(Rows from a data collection)

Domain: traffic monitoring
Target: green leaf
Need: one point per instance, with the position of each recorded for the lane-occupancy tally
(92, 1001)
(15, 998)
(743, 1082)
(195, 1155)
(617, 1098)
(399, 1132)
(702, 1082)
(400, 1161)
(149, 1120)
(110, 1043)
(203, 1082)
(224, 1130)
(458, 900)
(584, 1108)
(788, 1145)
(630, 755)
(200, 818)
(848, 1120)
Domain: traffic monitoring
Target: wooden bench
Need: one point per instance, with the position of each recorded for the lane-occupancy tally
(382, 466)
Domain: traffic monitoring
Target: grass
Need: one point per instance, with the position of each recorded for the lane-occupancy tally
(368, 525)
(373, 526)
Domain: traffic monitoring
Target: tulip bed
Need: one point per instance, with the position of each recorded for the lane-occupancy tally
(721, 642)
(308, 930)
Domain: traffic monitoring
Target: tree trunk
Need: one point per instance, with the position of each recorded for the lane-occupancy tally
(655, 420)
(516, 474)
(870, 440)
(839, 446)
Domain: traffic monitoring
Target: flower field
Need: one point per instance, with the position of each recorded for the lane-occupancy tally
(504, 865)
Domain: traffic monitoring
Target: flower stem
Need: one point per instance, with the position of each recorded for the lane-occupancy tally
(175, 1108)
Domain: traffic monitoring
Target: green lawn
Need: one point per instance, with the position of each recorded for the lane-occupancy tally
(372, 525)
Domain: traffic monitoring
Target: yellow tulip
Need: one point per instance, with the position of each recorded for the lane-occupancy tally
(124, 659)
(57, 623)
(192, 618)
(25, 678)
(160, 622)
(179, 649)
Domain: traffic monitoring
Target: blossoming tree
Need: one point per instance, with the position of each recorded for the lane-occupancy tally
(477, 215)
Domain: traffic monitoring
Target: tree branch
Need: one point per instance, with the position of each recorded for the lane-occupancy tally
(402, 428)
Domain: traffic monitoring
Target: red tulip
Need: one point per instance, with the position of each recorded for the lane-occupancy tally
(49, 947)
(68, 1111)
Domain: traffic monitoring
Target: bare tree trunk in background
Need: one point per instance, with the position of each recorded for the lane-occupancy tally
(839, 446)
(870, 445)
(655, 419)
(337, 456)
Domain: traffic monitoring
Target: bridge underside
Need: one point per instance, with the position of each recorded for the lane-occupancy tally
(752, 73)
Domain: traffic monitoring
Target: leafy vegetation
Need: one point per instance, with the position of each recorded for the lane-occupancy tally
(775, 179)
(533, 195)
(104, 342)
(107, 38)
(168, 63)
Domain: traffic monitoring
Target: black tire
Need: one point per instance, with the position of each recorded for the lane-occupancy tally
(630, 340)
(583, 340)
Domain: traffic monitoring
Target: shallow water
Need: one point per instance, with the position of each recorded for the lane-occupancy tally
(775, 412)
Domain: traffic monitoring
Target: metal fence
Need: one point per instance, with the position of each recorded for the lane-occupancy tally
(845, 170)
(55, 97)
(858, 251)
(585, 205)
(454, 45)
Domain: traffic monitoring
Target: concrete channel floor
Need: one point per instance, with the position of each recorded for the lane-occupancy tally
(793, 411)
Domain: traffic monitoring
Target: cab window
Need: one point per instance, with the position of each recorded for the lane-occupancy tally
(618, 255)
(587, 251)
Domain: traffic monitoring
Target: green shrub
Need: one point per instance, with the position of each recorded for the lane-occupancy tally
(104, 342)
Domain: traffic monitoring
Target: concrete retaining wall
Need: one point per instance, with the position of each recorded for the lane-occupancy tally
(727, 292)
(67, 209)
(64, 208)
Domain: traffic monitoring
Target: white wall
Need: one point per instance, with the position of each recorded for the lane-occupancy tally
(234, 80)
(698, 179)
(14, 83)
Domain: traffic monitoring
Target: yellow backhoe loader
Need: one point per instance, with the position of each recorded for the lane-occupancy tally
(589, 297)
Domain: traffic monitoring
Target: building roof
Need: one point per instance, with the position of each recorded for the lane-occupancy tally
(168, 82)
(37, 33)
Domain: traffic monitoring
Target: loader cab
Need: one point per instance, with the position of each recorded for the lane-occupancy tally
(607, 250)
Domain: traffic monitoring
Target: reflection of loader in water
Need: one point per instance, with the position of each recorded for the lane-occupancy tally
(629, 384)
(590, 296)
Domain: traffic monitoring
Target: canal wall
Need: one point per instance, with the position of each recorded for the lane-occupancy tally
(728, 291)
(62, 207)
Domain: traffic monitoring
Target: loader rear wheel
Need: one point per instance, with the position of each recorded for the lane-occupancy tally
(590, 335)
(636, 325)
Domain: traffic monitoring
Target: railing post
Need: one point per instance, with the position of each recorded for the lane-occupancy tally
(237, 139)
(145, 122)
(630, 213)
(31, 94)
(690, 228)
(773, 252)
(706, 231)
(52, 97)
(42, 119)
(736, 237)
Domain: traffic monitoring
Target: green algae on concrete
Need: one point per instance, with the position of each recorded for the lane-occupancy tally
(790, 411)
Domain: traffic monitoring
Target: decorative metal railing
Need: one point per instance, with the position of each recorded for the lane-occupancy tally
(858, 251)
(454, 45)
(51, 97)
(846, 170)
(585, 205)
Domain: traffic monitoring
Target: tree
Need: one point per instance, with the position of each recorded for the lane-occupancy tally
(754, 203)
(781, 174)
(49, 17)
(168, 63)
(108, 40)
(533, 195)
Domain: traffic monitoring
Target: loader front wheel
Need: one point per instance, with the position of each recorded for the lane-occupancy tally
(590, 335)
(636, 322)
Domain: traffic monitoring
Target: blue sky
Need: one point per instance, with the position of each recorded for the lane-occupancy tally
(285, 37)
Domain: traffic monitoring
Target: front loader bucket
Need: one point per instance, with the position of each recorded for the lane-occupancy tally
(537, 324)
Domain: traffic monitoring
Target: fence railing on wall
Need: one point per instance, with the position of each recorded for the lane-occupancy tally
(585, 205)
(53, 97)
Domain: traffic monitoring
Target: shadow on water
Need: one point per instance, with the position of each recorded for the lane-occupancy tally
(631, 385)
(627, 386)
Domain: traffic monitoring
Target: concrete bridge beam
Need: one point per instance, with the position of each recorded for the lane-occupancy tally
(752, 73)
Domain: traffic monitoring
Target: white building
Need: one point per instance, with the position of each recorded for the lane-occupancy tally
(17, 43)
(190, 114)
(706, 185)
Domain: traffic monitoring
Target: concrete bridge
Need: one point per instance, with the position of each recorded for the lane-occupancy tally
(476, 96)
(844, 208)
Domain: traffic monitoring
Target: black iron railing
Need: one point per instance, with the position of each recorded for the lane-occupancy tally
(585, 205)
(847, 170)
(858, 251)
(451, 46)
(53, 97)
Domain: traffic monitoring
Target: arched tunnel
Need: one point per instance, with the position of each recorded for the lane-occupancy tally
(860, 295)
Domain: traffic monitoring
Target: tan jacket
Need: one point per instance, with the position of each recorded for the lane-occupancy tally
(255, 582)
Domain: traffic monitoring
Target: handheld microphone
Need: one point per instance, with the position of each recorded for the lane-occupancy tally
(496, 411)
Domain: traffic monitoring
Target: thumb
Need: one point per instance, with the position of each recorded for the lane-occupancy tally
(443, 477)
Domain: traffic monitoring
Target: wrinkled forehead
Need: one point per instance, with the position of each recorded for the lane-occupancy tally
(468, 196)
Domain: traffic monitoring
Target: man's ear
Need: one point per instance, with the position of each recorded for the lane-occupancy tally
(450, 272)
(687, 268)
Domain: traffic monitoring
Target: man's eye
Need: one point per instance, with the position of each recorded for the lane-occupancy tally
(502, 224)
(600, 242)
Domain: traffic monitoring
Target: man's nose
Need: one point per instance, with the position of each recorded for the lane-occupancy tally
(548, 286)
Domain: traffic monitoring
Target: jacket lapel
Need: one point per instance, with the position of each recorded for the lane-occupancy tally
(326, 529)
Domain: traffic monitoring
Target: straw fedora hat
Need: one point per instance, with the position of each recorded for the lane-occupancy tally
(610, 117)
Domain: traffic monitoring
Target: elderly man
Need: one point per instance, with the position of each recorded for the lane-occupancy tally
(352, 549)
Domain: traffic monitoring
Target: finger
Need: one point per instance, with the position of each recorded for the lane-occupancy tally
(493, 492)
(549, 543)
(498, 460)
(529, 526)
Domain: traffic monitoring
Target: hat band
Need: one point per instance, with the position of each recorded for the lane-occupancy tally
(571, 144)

REQUIREMENT
Pull out every line of the rows above that contains the word "black", matching case exactly.

SOLUTION
Target: black tire
Target: black iron railing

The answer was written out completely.